→ **SOURCE DOCUMENT**
'''

Review Comment:
Review of
Trace-Based Analysis of Large Rule-Based Computations
paper by Terrance Swift
This paper describes a logging tool for XSB Prolog (forest logging)
that can help users in profiling a computation and in identifying the
parts of code that are at the origin of bottlenecks in the
computation. The relevance for the Semantic Web Journal is that tools
intended for the semantic web, such as Flora, Silk, and Fidji have XSB
Prolog underneath and hence that these tools can help users of those
systems in analysing applications that consume unreasonable amounts of
computational resources. The paper includes some convincing examples of
the usefulness of the tool.
That being said, this is a technical paper about the XSB system and
SWJ is not the first place I would look for a paper about profiling
XSB programs. However, I leave the judgement about the scope for the
editors.
Overal, the paper is a valuable technical contribution that addresses
a problem that is relevant for XSB users and deserves to be published
somewhere. However, there are some glitches here and there and the
paper needs a careful revision. Below I give a list of detailed
comments.

'''

→ **MATERIAL PROVIDED**
'''

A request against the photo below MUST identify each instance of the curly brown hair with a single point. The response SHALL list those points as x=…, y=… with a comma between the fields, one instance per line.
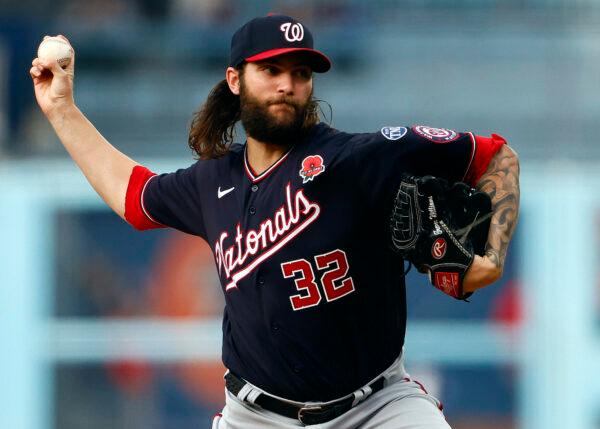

'''

→ **TO BE DONE**
A. In the review of the XSB logging paper, reproduce the passage that begins at the words "that can help" and stops after "of the tool.".
B. Continue the review of the XSB logging paper, picking up after its last sentence.

→ **RESPONSES**
A.
that can help users in profiling a computation and in identifying the
parts of code that are at the origin of bottlenecks in the
computation. The relevance for the Semantic Web Journal is that tools
intended for the semantic web, such as Flora, Silk, and Fidji have XSB
Prolog underneath and hence that these tools can help users of those
systems in analysing applications that consume unreasonable amounts of
computational resources. The paper includes some convincing examples of
the usefulness of the tool.

B.
One more high level remark: In section 3 a morphism H is defined on a
forest, however, it looks as the concept is not used to reconstruct a
forest from a log file (theorem 3.2). This needs clarification. More
general it is unclear whether every analysis starts with
reconstructing the forest from the log, or whether many questions can
be answered by a more direct interpretation of the info in the
log. Moreover, it looks as the proof (and the code used in it) of
theorem 3.2 is incomplete (or I missed something). This need to be
clarified in a second reviewing round.
DETAILS
Perhaps add "forest logging" to the title, e.g., "Forest Logging: A
Trace-Based Analysis of Large Rule-Based Computations".
p1 right bottom:
effort for the SIlk project.
-->
effort for the Silk project.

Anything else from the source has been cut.